**WORK TO DO**
Set out the lines of all the items below as a numbered list. Skip the blank lines and leave out the pictures.

::::::::::

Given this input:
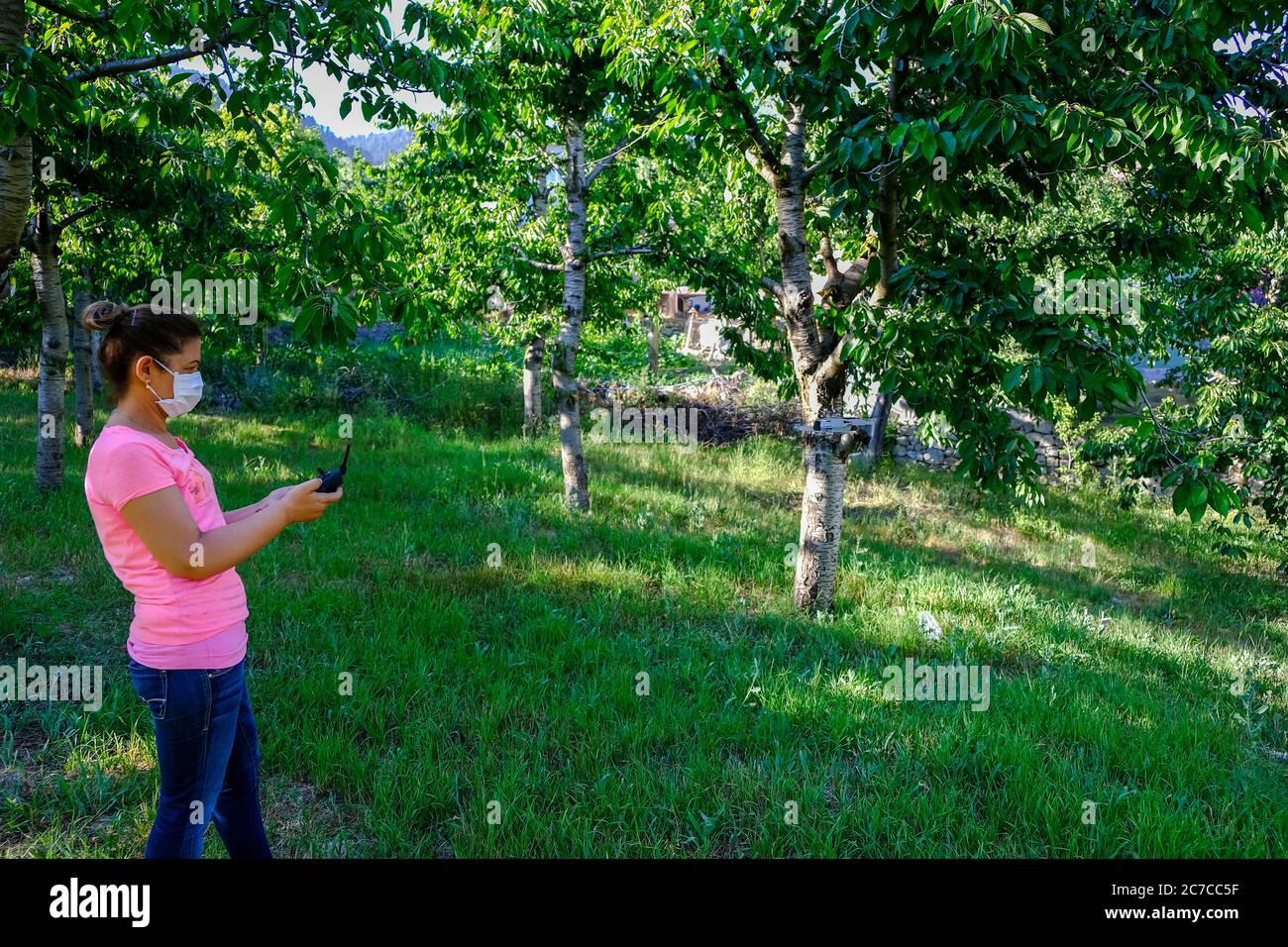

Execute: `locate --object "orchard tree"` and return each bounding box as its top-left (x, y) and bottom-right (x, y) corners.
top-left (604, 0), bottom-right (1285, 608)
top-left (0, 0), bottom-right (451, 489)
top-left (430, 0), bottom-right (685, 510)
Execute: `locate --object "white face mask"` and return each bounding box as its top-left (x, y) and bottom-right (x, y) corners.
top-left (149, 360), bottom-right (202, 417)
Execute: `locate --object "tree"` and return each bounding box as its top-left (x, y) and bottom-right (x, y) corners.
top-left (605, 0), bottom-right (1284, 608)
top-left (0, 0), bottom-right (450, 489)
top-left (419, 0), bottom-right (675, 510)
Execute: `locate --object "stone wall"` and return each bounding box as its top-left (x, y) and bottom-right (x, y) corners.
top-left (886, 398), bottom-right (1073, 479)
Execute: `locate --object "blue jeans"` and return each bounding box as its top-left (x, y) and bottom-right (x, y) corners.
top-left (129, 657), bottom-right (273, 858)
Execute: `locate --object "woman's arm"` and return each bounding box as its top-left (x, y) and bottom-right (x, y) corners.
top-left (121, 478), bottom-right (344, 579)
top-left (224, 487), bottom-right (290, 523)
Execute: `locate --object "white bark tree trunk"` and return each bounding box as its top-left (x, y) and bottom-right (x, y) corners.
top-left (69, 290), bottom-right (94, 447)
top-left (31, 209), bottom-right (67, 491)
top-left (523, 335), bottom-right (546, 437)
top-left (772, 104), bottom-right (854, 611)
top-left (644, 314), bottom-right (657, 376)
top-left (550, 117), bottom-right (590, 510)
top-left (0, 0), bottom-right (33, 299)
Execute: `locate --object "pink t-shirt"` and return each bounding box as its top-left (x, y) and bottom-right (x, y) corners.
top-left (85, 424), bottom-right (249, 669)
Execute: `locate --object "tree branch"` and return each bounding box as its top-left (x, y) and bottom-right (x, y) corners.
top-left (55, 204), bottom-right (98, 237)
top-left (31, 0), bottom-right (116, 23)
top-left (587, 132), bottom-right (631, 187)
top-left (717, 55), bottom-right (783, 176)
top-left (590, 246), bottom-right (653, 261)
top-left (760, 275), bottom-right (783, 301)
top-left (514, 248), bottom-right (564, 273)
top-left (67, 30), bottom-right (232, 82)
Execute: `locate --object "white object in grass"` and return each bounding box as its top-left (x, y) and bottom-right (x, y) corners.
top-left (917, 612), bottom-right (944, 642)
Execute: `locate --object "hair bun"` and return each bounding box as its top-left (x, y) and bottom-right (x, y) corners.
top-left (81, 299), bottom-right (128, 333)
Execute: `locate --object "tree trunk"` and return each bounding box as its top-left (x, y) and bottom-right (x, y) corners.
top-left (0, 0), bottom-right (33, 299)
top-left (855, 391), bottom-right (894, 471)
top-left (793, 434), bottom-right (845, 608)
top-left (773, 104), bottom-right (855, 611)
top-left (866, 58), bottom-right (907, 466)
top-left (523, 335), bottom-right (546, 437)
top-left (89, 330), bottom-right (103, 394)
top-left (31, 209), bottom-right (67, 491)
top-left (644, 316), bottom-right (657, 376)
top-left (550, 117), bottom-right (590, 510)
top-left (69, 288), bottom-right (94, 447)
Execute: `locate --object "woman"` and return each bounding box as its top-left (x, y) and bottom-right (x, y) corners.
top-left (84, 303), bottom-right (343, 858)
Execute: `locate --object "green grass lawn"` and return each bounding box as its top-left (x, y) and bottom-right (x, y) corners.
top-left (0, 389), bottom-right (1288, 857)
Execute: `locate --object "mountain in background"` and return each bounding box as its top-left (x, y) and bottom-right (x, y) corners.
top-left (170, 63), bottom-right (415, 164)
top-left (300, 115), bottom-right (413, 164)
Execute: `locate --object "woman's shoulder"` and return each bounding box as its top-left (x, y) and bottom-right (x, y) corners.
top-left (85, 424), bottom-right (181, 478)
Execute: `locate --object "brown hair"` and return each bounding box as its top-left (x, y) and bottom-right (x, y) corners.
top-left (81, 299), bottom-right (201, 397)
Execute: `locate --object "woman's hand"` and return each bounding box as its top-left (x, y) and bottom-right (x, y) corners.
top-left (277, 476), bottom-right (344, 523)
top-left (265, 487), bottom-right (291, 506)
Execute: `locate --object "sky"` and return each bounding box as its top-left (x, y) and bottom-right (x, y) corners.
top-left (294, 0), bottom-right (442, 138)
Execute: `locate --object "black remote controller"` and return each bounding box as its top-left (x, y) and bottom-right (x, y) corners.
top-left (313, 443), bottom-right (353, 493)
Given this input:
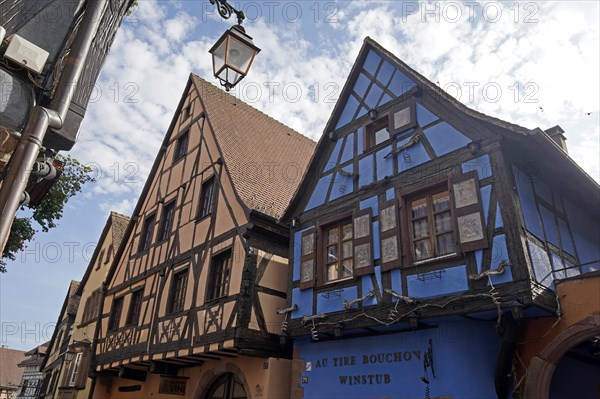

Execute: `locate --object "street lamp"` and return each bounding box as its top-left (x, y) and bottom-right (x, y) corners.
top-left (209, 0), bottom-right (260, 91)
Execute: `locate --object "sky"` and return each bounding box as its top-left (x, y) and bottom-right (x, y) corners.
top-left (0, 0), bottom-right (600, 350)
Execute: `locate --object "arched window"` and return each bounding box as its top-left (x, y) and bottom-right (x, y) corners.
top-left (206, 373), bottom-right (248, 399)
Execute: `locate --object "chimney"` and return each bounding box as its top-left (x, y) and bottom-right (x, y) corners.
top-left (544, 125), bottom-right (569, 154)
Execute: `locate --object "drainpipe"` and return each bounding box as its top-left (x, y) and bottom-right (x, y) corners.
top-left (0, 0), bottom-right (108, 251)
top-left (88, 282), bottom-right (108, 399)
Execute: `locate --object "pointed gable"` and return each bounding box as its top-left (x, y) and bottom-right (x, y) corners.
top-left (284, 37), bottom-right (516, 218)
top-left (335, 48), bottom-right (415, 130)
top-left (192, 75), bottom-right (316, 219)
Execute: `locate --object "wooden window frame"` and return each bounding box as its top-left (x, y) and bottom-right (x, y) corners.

::::::::::

**RESPONSE TO THIS EXERCISE**
1. Given this input:
2. Execute: `locate --object "orchard tree"` and return each bounding box as its top-left (x, y) and bottom-right (x, y) corners.
3. top-left (604, 0), bottom-right (1285, 608)
4. top-left (0, 0), bottom-right (451, 489)
5. top-left (430, 0), bottom-right (685, 510)
6. Execute: `locate --object "white face mask"` and return each bounding box as its top-left (x, y) and bottom-right (x, y) corners.
7. top-left (149, 360), bottom-right (202, 417)
8. Execute: `locate --object "tree"` and return each bounding box as its top-left (x, y) and bottom-right (x, y) corners.
9. top-left (605, 0), bottom-right (1284, 608)
10. top-left (0, 0), bottom-right (450, 489)
11. top-left (419, 0), bottom-right (675, 510)
12. Execute: `locate --object "stone wall"` and return each bounding box as its top-left (x, y) and bottom-right (x, y) corners.
13. top-left (886, 398), bottom-right (1073, 479)
14. Execute: `locate --object "blue jeans"` and return each bounding box as its top-left (x, y) and bottom-right (x, y) corners.
15. top-left (129, 657), bottom-right (273, 858)
16. Execute: `locate --object "woman's arm"` and return each bounding box as its top-left (x, y) and bottom-right (x, y) corners.
17. top-left (121, 478), bottom-right (344, 579)
18. top-left (224, 487), bottom-right (290, 523)
19. Execute: `locate --object "white bark tree trunk"` and return each bounding box as its top-left (x, y) and bottom-right (x, y) corners.
20. top-left (69, 290), bottom-right (94, 447)
21. top-left (31, 209), bottom-right (67, 491)
22. top-left (523, 335), bottom-right (546, 437)
23. top-left (772, 104), bottom-right (854, 611)
24. top-left (644, 314), bottom-right (657, 376)
25. top-left (550, 117), bottom-right (590, 510)
26. top-left (0, 0), bottom-right (33, 299)
27. Execute: `locate --object "pink t-shirt"` and return each bounding box as its top-left (x, y) and bottom-right (x, y) corners.
28. top-left (85, 424), bottom-right (249, 669)
29. Execute: `locate --object "tree branch"` and return each bounding box as its top-left (x, y) and bottom-right (x, y) corners.
30. top-left (55, 204), bottom-right (98, 237)
31. top-left (31, 0), bottom-right (116, 23)
32. top-left (587, 132), bottom-right (631, 187)
33. top-left (717, 55), bottom-right (783, 176)
34. top-left (590, 246), bottom-right (653, 261)
35. top-left (760, 275), bottom-right (783, 301)
36. top-left (514, 248), bottom-right (564, 273)
37. top-left (67, 30), bottom-right (232, 82)
38. Execute: `locate --object "white object in grass"` and return each bounding box as its top-left (x, y) and bottom-right (x, y) corners.
39. top-left (917, 612), bottom-right (944, 642)
40. Execute: `locate --object "hair bun"` and return each bounding box as its top-left (x, y) and bottom-right (x, y) corners.
41. top-left (81, 299), bottom-right (128, 333)
42. Execute: `locate --object "tree trunk"` and return each bounding box as its top-left (x, y) and bottom-right (x, y) corners.
43. top-left (0, 0), bottom-right (33, 299)
44. top-left (855, 391), bottom-right (894, 471)
45. top-left (793, 434), bottom-right (845, 608)
46. top-left (773, 104), bottom-right (855, 611)
47. top-left (866, 58), bottom-right (907, 466)
48. top-left (523, 335), bottom-right (546, 437)
49. top-left (89, 330), bottom-right (103, 394)
50. top-left (31, 209), bottom-right (67, 491)
51. top-left (644, 316), bottom-right (657, 376)
52. top-left (550, 117), bottom-right (590, 510)
53. top-left (69, 288), bottom-right (94, 447)
54. Execute: `locate --object "woman"` and return each bounding box as its top-left (x, y) and bottom-right (x, y) corners.
55. top-left (84, 303), bottom-right (343, 858)
56. Execute: `locate --object "green grass lawn"` and return each bounding box as its top-left (x, y) and bottom-right (x, y) corners.
57. top-left (0, 389), bottom-right (1288, 857)
58. Execute: `locate --object "mountain in background"` and return each bounding box as its top-left (x, y) and bottom-right (x, y) corners.
59. top-left (170, 63), bottom-right (415, 164)
60. top-left (300, 115), bottom-right (413, 164)
61. Execute: `locate --object "woman's shoulder"` and return each bounding box as its top-left (x, y) and bottom-right (x, y) corners.
62. top-left (85, 424), bottom-right (181, 478)
63. Execute: `locate --object "brown hair"` and return each bounding box as its top-left (x, y) and bottom-right (x, y) corners.
64. top-left (81, 299), bottom-right (201, 397)
65. Execute: `locate --object "woman's hand"` and return each bounding box as its top-left (x, y) and bottom-right (x, y) corners.
66. top-left (277, 476), bottom-right (344, 523)
67. top-left (265, 487), bottom-right (291, 506)
68. Execute: `locate --object "sky"` and return each bounding box as its top-left (x, y) and bottom-right (x, y) corners.
69. top-left (294, 0), bottom-right (442, 138)
70. Execute: `locate --object "black remote controller"` and return each bounding box as its top-left (x, y) and bottom-right (x, y) corners.
71. top-left (313, 443), bottom-right (353, 493)
72. Given this input:
73. Execute: `locate --object "street lamp"` and return each bounding box as its top-left (x, y) and bottom-right (x, y) corners.
74. top-left (209, 0), bottom-right (260, 91)
75. Execute: `locate --object "sky"` and return each bounding box as its top-left (x, y) and bottom-right (x, y) corners.
76. top-left (0, 0), bottom-right (600, 350)
77. Execute: `locate --object "arched window"` and return each bounding box as its top-left (x, y) and bottom-right (x, y) corners.
78. top-left (206, 373), bottom-right (248, 399)
79. Execute: `locate --object "chimney"` and return each bounding box as its top-left (x, y) and bottom-right (x, y) corners.
80. top-left (544, 125), bottom-right (569, 154)
81. Execute: `locate --object "drainpipe"` and return each bounding box as its top-left (x, y) and bottom-right (x, y) corners.
82. top-left (0, 0), bottom-right (108, 251)
83. top-left (88, 282), bottom-right (108, 399)
84. Execute: `locate --object "pointed gable"` and return each bounding box as its top-left (x, y) and bottom-right (x, y) corners.
85. top-left (284, 37), bottom-right (516, 218)
86. top-left (335, 48), bottom-right (415, 130)
87. top-left (192, 75), bottom-right (316, 219)
88. Execute: `locate --object "wooden window frame"` and return each bounding box as its top-left (x, y) and bottom-right (x, y) corners.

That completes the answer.